-- Complete the following --
a: In the Billy Porter interview excerpt, explain why Porter says America must have the conversation about how the country was created on the backs of Black and indigenous people. Answer in one to three sentences.
b: According to the Billy Porter interview excerpt, in which issue of ESSENCE magazine did Porter make these remarks?
c: Pick up the Billy Porter interview excerpt after its final sentence and continue it.

----- Document passage

Billy Porter isn’t one to hold his tongue. And why would he? Because when the Emmy and Tony Award-winning actor speaks, he speaks for all of us.
It’s why he’s urging America to have the conversation, that conversation, about the violent way this country was created on the backs of Black and indigenous people. It’s the only way we’ll heal, Porter said in the July/August issue of ESSENCE magazine, on newsstands now.
“We’re like a dysfunctional family who keeps secrets and doesn’t want to talk about it,” he said about an extremely partisan America. “They don’t want to talk about the actual thing. They want to act like the actual thing never happened, so that there’s never a healing that can take place.”
“White people are so afraid that we want vengeance that they can’t acknowledge the truth, but we don’t want vengeance,” Porter continued about Black America. “We want our rights. We want equality. We want to be treated like human beings. We want to know that we can walk out of our houses and not be under threat of death every single day simply because of the color of our skin.”

----------
----- Data shown

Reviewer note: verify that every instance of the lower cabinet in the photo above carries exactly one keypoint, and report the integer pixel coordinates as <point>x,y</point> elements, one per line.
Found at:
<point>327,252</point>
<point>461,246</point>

----------

-- Expected outputs --
a: Porter says the conversation is the only way the country will heal. He compares America to a dysfunctional family that keeps secrets and acts as if the actual thing never happened, so healing can never take place.

b: The July/August issue.

c:
In this issue’s cover story, penned by Tre’vell Anderson, Porter also sheds lights on his decades-long journey through Hollywood and how the LGBTQ-plus community deserves better.
“Being first-generation post-civil rights and feeding directly into, as a gay man, the AIDS crisis, activism is in my DNA,” he said. “And while I don’t fancy myself an organizer, you tell me where to show up, I’m going to show up. I’m that kind of activist.”